Re: API proposal for - Expose URL for Blob source (OAK-1963)

Francesco Mari Thu, 05 May 2016 04:09:42 -0700

The security concern is quite easy to explain: it's a bypass of our
security model. Imagine that, using a session with the appropriate
privileges, a user accesses a Blob and adapts it to a file handle, an S3
bucket or a URL. This code passes this reference to another piece of code
that modifies the data directly even if - in the same deployment - it
shouldn't be able to access the Blob instance to begin with.


In addition to that, I'm very concerned with the correctness of this
solution. In both the use cases you mentioned above, you assume that the
leaked reference is only used to read the data. The truth is that, once a
reference leaks, we can't be sure that we are the only agent managing the
data. We would have to program defensively because we are - as a matter of
fact - sharing the management of the data with an unspecified amount of
user code. I don't even know if it's possible to anticipate every single
thing that can go wrong.

In both the use case, the customer is coupling the data with the most
appropriate storage solution for his business case. In this case, customer
code - and not Oak - should be responsible for the management of that data.
Oak can still be used to store references to that data - paths on the file
system, the ID of the S3 bucket or the URI to the resource.

2016-05-05 12:38 GMT+02:00 Chetan Mehrotra <chetan.mehro...@gmail.com>:

> > This proposal introduces a huge leak of abstractions and has deep
> security
> implications.
>
> I understand the leak of abstractions concern. However would like to
> understand the security concern bit more.
>
> One way I can think of that it can cause security concern is you have some
> malicious code running in same jvm which can then do bad things with the
> file handle. Do note that the File handle would not get exposed via any
> remoting api we currently support. Now in this case if malicious code is
> already running in same jvm then security is breached and code can anyway
> make use of reflection to access internal details.
>
> So if there is any other possible security concern then would like to
> discuss.
>
> Coming to usecases
>
> Usecase A - Image rendition generation
> -----------------------------------------------------
>
> We have some bigger deployments where lots of images gets uploaded to the
> repository and there are some conversions (rendition generation) which are
> performed by OS specific native executables. Such programs work directly on
> file handle. Without this change currently we need to first spool the file
> content into some temporary location and then pass that to the other
> program. This add unnecessary overhead and something which can be avoided
> in case there is a FileDataStore being used where we can provide a direct
> access to the file
>
> Usecase B - Efficient replication across regions in S3
> ----------------------------------------------------------------------
>
> This for AEM based setup which is running on Oak with S3DataStore. There we
> have global deployment where author instance is running in 1 region and
> binary content is to be distributed to publish instances running in
> different regions. The DataStore size is huge say 100TB and for efficient
> operation we need to use Binary less replication. In most cases only a very
> small subset of binary content would need to be present in other
> regions. Current
> way (via shared DataStore) to support that would involve synchronizing the
> S3 bucket across all such regions which would increase the storage cost
> considerable.

__Stored entries__:
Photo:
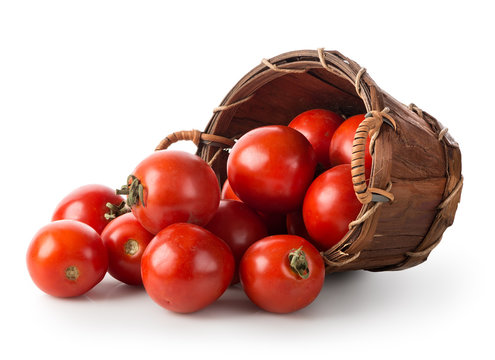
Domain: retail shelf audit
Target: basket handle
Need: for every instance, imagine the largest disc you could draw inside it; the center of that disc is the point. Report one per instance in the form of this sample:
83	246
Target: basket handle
196	137
371	123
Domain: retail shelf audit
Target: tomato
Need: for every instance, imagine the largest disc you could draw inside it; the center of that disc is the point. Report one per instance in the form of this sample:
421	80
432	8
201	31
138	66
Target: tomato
237	225
295	225
272	283
125	240
186	268
318	126
271	167
330	205
228	193
170	187
275	223
340	150
66	258
88	204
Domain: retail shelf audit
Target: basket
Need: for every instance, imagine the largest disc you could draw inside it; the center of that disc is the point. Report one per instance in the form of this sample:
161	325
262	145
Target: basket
415	183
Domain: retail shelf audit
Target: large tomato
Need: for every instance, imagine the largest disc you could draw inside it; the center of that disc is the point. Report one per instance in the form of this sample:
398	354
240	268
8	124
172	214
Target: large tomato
340	150
186	268
66	258
282	273
237	225
318	126
330	205
228	193
271	167
170	187
88	204
125	239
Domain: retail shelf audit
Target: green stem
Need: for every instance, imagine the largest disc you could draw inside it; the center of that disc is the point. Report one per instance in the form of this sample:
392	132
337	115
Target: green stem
298	263
134	191
116	210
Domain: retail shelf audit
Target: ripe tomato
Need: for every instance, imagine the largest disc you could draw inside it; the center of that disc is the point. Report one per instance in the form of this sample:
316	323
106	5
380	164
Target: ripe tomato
318	126
66	258
125	240
275	223
88	204
237	225
186	268
170	187
282	273
271	167
295	225
340	150
228	193
330	205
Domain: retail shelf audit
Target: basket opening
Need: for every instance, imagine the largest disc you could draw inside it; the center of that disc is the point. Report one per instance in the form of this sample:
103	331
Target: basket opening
279	100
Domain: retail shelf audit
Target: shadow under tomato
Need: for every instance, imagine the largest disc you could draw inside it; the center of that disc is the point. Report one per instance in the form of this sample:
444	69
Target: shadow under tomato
110	289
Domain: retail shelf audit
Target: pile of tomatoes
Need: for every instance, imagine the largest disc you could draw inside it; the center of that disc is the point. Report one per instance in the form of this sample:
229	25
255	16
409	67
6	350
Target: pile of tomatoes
288	196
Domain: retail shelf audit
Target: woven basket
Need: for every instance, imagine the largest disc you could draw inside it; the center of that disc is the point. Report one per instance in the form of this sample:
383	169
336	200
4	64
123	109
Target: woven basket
415	182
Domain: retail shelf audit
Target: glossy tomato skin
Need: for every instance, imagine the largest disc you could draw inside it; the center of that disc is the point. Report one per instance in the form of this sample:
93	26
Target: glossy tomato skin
87	204
318	126
269	281
237	225
185	268
330	205
125	240
178	187
340	150
228	193
295	225
271	167
66	258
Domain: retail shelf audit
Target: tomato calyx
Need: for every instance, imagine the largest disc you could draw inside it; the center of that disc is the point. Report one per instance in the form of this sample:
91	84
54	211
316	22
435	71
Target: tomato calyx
115	211
134	191
72	273
298	262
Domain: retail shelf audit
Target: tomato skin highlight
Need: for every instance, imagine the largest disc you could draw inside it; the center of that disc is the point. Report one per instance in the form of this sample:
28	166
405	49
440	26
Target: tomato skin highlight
318	126
178	187
228	193
271	167
340	150
87	204
269	281
330	205
185	268
66	258
125	240
237	225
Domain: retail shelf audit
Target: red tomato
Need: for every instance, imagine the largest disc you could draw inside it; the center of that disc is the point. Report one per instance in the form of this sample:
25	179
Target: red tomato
66	258
341	145
237	225
87	204
170	187
228	193
275	223
125	240
318	126
295	225
330	205
271	167
186	268
272	283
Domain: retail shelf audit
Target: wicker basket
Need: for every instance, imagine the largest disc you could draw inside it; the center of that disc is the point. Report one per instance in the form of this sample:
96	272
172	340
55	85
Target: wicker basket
416	179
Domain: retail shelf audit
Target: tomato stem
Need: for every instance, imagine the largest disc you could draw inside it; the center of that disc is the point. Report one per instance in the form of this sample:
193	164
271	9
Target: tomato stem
298	263
134	191
116	210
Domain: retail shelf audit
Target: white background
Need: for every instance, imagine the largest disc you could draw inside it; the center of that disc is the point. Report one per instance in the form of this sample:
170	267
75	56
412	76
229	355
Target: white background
88	88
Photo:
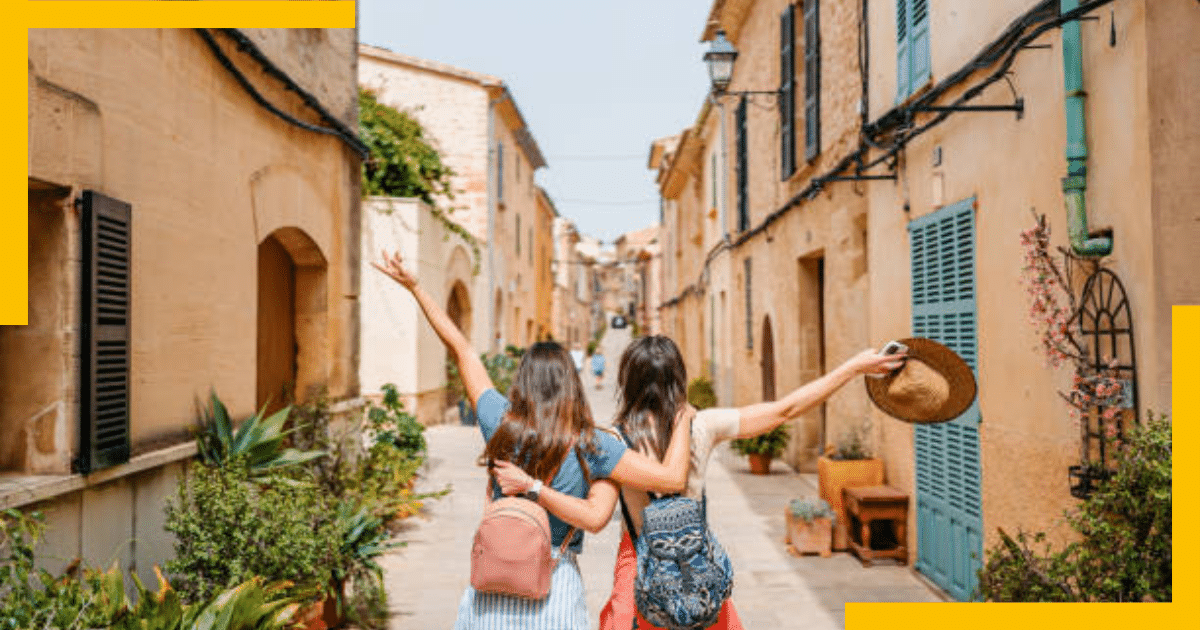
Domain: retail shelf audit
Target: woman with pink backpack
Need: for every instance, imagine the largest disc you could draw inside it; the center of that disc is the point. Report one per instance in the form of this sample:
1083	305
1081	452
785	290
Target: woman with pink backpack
652	384
546	427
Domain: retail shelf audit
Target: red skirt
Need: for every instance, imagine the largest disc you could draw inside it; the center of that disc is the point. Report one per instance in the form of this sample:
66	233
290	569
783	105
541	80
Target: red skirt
621	611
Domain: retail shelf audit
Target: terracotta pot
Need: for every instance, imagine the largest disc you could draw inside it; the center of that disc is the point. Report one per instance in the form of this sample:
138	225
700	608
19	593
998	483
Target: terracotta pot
809	538
760	463
833	475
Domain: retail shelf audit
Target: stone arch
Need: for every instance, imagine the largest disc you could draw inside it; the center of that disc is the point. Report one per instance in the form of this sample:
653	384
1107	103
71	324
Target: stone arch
768	360
292	318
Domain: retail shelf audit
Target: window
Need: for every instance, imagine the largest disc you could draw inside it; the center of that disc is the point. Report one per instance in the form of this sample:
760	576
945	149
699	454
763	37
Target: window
105	337
912	46
749	309
743	163
787	91
712	175
499	172
811	79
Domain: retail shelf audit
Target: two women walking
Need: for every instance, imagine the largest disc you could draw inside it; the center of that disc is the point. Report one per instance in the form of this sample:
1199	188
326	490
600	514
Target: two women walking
543	443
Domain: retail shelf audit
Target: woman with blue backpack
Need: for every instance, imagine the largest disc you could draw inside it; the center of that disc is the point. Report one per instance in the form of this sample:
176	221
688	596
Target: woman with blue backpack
671	573
545	424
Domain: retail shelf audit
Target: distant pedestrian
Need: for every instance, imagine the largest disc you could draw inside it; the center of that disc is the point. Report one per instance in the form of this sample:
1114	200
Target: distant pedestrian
598	366
577	358
545	425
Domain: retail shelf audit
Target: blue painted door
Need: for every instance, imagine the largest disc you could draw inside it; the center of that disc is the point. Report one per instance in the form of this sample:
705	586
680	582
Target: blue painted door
949	516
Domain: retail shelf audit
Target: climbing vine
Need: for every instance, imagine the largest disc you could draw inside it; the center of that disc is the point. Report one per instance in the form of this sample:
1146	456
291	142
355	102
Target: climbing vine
403	163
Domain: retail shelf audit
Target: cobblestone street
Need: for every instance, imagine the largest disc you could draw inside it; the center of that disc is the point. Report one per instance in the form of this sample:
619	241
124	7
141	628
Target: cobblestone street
425	580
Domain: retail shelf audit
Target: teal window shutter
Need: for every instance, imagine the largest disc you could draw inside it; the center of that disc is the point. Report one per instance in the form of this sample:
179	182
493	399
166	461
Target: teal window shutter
903	63
912	47
948	473
918	45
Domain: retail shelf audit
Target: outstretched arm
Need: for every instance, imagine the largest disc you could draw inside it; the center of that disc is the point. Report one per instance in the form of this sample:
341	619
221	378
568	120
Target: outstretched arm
591	514
474	376
763	417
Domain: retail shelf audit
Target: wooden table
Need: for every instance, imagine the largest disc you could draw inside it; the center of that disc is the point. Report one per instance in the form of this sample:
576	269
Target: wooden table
876	503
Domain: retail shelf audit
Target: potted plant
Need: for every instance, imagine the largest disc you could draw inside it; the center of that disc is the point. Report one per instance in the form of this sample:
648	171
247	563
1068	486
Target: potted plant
762	449
810	526
847	465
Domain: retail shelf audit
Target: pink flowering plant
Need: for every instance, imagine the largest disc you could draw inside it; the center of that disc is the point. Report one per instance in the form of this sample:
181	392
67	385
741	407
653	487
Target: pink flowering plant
1054	311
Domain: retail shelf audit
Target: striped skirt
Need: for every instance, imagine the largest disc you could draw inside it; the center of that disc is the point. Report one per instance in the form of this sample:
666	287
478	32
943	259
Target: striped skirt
564	609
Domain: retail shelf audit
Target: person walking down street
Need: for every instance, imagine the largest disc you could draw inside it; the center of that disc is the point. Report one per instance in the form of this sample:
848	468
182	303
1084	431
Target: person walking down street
652	383
598	366
546	427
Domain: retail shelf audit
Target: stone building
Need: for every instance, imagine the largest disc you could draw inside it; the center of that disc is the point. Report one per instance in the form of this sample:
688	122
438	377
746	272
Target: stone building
574	321
474	123
639	261
886	197
183	239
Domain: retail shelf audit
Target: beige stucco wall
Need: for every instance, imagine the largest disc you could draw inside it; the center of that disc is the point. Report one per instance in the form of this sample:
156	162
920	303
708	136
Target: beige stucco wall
1027	438
150	118
399	346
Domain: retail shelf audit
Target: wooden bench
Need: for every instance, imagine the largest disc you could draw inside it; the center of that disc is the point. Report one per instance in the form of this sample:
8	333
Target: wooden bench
865	504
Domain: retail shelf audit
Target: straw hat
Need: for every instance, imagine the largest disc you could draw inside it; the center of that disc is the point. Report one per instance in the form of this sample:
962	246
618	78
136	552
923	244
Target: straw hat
934	385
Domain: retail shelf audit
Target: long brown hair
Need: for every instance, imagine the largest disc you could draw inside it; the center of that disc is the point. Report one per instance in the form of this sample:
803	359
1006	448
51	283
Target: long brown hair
653	384
547	414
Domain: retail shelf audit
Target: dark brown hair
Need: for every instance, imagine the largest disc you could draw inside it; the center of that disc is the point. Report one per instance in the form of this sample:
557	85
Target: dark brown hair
547	414
653	384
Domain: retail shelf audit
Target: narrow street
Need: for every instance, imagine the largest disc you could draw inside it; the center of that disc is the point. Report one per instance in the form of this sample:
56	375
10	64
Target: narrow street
425	580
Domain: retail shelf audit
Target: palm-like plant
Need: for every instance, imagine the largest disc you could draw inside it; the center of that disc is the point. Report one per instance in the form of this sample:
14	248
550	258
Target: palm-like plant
258	441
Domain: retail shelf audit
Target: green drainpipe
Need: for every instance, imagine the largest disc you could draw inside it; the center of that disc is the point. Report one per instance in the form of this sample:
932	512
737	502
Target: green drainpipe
1075	183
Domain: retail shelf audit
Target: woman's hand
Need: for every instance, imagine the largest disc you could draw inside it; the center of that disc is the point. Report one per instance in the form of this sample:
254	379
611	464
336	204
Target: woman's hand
394	268
870	361
513	479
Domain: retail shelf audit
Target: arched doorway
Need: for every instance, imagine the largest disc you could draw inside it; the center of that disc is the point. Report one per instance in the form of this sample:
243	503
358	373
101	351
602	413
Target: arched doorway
768	361
292	304
459	309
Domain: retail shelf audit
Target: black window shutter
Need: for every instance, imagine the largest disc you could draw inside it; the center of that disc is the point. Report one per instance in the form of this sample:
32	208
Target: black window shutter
105	334
742	160
787	91
811	79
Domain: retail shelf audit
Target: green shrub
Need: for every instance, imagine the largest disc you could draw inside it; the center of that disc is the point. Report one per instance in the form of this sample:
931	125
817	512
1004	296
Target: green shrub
393	425
1123	550
701	394
772	443
229	528
258	443
35	598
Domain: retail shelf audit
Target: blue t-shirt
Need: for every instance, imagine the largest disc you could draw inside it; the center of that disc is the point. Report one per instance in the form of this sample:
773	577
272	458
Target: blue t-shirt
569	480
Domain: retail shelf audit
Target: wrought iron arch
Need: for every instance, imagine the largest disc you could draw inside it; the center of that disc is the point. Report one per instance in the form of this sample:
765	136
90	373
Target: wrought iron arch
1104	322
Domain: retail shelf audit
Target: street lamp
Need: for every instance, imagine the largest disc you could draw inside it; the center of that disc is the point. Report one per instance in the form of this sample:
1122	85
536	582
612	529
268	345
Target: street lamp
720	58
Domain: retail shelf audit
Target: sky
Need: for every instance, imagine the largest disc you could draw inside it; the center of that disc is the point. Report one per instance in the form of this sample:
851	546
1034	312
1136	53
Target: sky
597	82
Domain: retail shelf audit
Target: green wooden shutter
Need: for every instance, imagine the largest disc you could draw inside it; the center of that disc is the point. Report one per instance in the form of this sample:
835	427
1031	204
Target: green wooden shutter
918	45
787	91
743	166
903	60
105	333
912	47
949	507
811	79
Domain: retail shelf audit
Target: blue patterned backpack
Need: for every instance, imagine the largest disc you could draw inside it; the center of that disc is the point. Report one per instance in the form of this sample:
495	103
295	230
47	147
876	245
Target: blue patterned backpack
683	574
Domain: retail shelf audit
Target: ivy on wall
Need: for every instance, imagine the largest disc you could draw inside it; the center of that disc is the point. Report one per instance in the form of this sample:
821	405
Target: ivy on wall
403	163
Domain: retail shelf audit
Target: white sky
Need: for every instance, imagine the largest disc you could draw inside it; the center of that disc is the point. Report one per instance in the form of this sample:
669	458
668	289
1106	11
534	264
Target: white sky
597	81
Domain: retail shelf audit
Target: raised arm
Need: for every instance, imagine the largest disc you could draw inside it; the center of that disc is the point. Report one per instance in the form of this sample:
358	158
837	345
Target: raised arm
763	417
474	376
591	514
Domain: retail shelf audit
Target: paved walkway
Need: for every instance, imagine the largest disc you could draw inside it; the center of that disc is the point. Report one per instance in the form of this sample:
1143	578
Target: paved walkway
773	589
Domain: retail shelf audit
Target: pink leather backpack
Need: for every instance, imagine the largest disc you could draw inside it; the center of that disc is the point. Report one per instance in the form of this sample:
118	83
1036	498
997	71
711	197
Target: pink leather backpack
511	553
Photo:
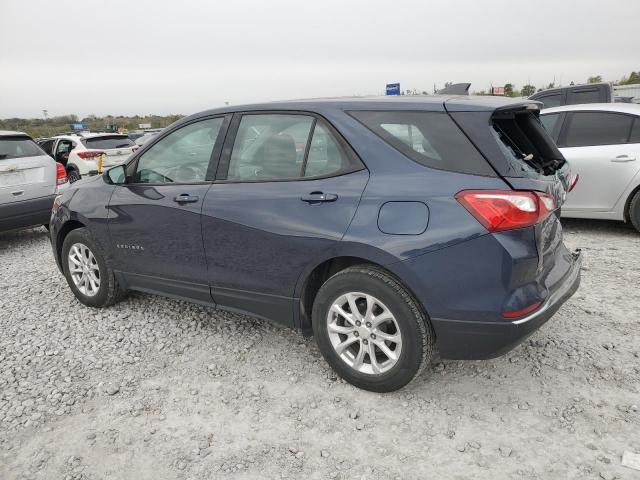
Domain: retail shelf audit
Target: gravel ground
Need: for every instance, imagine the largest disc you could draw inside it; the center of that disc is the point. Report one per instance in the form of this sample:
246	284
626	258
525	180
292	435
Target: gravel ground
160	389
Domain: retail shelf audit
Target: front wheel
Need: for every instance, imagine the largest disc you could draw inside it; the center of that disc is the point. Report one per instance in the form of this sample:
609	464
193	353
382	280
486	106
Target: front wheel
371	330
88	274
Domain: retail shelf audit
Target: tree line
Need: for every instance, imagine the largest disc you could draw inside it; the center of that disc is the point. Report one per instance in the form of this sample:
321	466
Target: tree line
47	127
510	89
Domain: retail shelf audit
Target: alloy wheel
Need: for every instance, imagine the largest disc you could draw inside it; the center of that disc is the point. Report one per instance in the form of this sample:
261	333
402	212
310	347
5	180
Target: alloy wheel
364	333
84	269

__SET PROBLEM 1__:
Rewrite the OAK-1963 thread from "In addition to" up to and including "of that data.", substituting "client" for every "customer".
__SET PROBLEM 2__:
According to the OAK-1963 thread, what things might a user adapt a Blob to?
__SET PROBLEM 3__:
Extend the OAK-1963 thread, beginning after its final sentence.
The records are separate material and do not belong to the OAK-1963 thread.

__ANSWER 1__:
In addition to that, I'm very concerned with the correctness of this
solution. In both the use cases you mentioned above, you assume that the
leaked reference is only used to read the data. The truth is that, once a
reference leaks, we can't be sure that we are the only agent managing the
data. We would have to program defensively because we are - as a matter of
fact - sharing the management of the data with an unspecified amount of
user code. I don't even know if it's possible to anticipate every single
thing that can go wrong.

In both the use case, the client is coupling the data with the most
appropriate storage solution for his business case. In this case, client
code - and not Oak - should be responsible for the management of that data.

__ANSWER 2__:
A file handle, an S3 bucket and a URL.

__ANSWER 3__:
>
> Instead of that plan is to replicate the specific assets via s3 copy
> operation. This would ensure that big assets can be copied efficiently at
> S3 level and that would require direct access to the S3 object.
>
> Again in all such cases one can always resort to current level support i.e.
> copy over all the content via inputstream into some temporary store and
> then use that. But that would add considerable overhead when assets are of
> 100MB sizes or more. So the approach proposed would allow client code to
> this efficiently depending on the underlying storage capability
>
> > To me sounds like breaching the JCR and NodeState layers to directly
> > manipulate NodeStore binaries (from the DataStore), e.g. to perform smart
> > replication across different instances, but imho the right way to address
> > that is extending one of the current DataStore implementations or create
> a
> > new one.
>
> The original proposed approach in OAK-1963 was like that i.e. introduce
> this access method on BlobStore which works on reference. But in that case
> client code would need to deal with BlobStore API. In either case access to
> actual binary storage data would be required
>
> Chetan Mehrotra
>
> On Thu, May 5, 2016 at 2:49 PM, Tommaso Teofili <tommaso.teof...@gmail.com
> >
> wrote:
>
> > +1 to Francesco's concerns, exposing the location of a binary at the
> > application level doesn't sound good from a security perspective.
> > To me sounds like breaching the JCR and NodeState layers to directly
> > manipulate NodeStore binaries (from the DataStore), e.g. to perform smart
> > replication across different instances, but imho the right way to address
> > that is extending one of the current DataStore implementations or create
> a
> > new one.
> > I am also concerned that this Adaptable pattern would open room for other
> > such hacks into the stack.
> >
> > My 2 cents,
> > Tommaso
> >
> >
> > Il giorno gio 5 mag 2016 alle ore 11:00 Francesco Mari <
> > mari.france...@gmail.com> ha scritto:
> >
> > > This proposal introduces a huge leak of abstractions and has deep
> > security
> > > implications.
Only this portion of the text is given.